### [What you will do]
a: In the Tibet coordinator article, what ban does it say has been lifted?
b: Write out the passage of the Tibet coordinator article between "It is notable" and "and other obligations.", inclusive.

Published by: World Tibet Network News, Wednesday November 12 1997
(Rakshat Purl) New Delhi (Hindustan Times), November 12,1997
The Clinton administration's appointment of a special coordinator for Tibet, Greg Craig, has been curiously timed. Although the appointment of a coordinator is said to have been under consideration for some months, it was announced during Chinese President Jiang Zemin's visit. Was the announcement some kind of a sop for those who have been critical of the Clinton administration's meek and modest attitude before the Chinese President-evidently in deference to American industry and trade interests?
It is notable that, to judge from news reports and analyses, Jiang has got much more out of the visit than have the Americans. He has been provided legitimacy as a world leader and China has received respectful upliftment in global status. The ban on transfer of US nuclear technology to Beijing has been lifted. While China gets the technology, trade and investment that it desires, the US can show in return only a $40 billion trade deficit, inability to get China to improve its human rights record, and mere repetition by China of unkept promises about treaty and other obligations.

[Extracts from a dataset with box labels]
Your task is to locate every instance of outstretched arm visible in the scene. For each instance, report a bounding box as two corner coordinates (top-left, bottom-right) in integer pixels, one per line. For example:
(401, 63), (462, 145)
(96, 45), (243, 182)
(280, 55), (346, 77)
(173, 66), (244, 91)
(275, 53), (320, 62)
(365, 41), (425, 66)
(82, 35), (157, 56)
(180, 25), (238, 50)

### [Answers in order]
a: The ban on transfer of US nuclear technology to Beijing.

b:
It is notable that, to judge from news reports and analyses, Jiang has got much more out of the visit than have the Americans. He has been provided legitimacy as a world leader and China has received respectful upliftment in global status. The ban on transfer of US nuclear technology to Beijing has been lifted. While China gets the technology, trade and investment that it desires, the US can show in return only a $40 billion trade deficit, inability to get China to improve its human rights record, and mere repetition by China of unkept promises about treaty and other obligations.